● **Written problem**
Produce an exact copy of the lines from the line that contains "Task: set one pin on each instance of the mailbox" to the end of the listing below.

● **Records shown**
⟨

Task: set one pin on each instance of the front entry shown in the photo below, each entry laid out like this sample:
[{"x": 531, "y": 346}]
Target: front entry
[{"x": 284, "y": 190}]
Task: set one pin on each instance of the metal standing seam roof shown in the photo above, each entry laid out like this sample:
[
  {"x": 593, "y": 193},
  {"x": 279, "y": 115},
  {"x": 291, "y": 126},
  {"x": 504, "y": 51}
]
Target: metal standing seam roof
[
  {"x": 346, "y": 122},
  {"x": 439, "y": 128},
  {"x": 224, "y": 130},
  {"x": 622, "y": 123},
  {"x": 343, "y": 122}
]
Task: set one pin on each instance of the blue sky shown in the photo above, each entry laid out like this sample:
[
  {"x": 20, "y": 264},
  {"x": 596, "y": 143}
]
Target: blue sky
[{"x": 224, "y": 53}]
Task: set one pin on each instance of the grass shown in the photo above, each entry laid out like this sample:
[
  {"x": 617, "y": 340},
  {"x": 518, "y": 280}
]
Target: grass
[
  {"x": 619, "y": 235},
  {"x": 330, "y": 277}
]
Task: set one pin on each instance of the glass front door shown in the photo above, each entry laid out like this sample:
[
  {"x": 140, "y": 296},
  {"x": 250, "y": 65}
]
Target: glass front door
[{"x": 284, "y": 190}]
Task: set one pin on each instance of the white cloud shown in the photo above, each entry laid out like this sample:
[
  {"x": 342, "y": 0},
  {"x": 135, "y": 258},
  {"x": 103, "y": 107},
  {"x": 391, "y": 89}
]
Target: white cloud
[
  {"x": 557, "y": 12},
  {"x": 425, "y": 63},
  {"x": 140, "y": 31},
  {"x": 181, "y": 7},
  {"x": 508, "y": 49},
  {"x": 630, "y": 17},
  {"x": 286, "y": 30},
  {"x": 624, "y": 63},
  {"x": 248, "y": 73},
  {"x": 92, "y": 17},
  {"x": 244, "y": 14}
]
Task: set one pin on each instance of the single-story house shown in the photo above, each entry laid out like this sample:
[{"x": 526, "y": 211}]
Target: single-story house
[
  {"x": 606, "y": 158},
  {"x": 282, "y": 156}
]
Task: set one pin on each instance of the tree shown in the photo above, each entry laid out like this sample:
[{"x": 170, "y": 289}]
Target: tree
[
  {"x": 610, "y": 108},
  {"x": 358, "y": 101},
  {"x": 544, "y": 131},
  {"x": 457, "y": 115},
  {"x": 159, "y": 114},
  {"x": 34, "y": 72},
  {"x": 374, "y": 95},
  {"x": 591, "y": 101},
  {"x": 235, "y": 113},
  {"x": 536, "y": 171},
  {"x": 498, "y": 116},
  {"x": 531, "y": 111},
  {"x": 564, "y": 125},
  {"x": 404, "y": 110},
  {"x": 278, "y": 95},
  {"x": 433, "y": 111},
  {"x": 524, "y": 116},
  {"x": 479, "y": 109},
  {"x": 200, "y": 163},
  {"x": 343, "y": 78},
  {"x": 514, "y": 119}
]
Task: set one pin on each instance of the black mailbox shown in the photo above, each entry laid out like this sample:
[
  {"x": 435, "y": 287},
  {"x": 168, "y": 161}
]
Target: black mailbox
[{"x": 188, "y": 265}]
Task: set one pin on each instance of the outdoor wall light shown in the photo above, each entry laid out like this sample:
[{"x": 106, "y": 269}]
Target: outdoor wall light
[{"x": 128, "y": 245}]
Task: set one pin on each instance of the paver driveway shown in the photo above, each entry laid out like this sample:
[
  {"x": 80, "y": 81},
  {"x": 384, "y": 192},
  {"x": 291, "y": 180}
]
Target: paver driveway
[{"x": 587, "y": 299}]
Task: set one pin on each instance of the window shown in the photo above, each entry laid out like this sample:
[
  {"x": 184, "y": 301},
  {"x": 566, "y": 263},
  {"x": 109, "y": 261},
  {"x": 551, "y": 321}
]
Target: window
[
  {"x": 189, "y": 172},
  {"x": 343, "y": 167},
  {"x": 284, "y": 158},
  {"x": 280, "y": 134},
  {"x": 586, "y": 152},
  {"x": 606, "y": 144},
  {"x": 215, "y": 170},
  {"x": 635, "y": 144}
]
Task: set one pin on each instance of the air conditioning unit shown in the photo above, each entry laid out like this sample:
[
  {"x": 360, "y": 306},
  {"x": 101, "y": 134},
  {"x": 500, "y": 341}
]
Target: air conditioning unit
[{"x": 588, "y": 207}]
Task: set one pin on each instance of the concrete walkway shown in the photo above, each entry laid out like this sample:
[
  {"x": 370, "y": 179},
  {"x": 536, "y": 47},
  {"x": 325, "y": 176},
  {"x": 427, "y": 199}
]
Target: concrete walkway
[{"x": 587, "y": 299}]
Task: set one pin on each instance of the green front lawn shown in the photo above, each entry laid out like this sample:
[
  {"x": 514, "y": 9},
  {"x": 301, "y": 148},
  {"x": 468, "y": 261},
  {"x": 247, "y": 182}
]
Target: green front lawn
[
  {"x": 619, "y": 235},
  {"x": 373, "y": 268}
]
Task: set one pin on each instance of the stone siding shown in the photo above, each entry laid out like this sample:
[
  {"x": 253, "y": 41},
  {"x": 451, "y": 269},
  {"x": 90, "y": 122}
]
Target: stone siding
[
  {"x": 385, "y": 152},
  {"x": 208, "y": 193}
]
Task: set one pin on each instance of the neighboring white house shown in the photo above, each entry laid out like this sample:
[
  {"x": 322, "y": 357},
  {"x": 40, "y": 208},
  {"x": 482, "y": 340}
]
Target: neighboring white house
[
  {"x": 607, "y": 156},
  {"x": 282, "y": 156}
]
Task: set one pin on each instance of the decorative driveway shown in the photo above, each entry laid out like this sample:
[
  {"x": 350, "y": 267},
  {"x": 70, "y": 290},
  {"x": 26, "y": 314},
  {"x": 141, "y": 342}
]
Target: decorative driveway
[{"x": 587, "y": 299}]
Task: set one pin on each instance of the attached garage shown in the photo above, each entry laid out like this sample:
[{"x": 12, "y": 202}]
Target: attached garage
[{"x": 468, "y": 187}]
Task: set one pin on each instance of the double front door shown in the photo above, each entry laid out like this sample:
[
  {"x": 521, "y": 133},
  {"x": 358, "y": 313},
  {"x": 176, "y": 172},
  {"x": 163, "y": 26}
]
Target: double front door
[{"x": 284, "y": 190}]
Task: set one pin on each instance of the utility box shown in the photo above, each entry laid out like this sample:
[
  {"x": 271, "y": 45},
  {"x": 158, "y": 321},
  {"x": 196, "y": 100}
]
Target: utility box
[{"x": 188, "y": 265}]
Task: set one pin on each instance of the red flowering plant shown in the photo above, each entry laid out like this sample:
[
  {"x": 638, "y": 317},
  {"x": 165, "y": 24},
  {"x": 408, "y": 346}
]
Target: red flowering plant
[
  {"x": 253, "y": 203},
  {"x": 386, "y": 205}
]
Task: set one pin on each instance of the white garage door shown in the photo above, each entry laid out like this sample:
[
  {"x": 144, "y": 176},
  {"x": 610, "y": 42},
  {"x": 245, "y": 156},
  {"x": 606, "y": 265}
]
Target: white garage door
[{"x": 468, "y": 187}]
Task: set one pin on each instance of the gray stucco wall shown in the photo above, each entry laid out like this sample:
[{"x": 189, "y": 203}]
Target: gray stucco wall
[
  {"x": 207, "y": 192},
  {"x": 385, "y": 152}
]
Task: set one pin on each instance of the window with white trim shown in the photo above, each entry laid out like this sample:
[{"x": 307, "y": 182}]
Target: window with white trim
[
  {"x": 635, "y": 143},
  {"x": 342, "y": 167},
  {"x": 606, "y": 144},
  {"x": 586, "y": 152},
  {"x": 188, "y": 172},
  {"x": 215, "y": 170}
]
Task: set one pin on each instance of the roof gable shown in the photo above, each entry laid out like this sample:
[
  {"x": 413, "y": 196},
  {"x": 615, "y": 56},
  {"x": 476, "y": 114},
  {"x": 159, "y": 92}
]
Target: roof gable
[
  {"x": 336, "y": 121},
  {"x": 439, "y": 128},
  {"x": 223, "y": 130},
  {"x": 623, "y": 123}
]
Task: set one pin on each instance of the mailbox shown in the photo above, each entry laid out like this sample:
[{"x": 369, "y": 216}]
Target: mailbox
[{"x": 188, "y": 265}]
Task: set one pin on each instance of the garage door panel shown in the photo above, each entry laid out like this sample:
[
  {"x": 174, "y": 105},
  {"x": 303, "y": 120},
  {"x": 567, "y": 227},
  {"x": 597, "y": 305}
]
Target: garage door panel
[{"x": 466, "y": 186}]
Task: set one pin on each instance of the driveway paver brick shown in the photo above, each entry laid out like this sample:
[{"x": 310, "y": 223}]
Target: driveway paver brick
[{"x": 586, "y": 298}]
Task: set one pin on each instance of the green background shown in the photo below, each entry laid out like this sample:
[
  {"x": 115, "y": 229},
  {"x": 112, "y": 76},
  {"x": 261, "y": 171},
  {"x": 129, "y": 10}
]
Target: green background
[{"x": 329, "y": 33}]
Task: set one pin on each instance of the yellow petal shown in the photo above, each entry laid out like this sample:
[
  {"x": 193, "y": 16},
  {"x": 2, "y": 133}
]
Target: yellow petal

⟩

● **Answer**
Task: set one pin on each instance of the mailbox shown in the photo above, each entry laid out like this sample:
[{"x": 369, "y": 216}]
Target: mailbox
[{"x": 188, "y": 265}]
Task: set one pin on each instance of the garage door panel shown in the photo above, each entry laid out like this sample:
[
  {"x": 174, "y": 105},
  {"x": 303, "y": 120},
  {"x": 567, "y": 227},
  {"x": 597, "y": 305}
]
Target: garage door panel
[{"x": 466, "y": 186}]
Task: set one pin on each instance of the driveway paver brick shown in the photo above, each entry laid out like this sample:
[{"x": 310, "y": 223}]
Target: driveway paver brick
[{"x": 586, "y": 298}]
Task: set one pin on each instance of the green background shown in the photo below, each entry laid out like this sample:
[
  {"x": 115, "y": 229},
  {"x": 112, "y": 76},
  {"x": 261, "y": 171},
  {"x": 129, "y": 10}
]
Target: green background
[{"x": 329, "y": 33}]
Task: set one pin on each instance of the yellow petal shown in the photo above, each entry laid out like this sample:
[
  {"x": 193, "y": 16},
  {"x": 2, "y": 133}
]
Target: yellow petal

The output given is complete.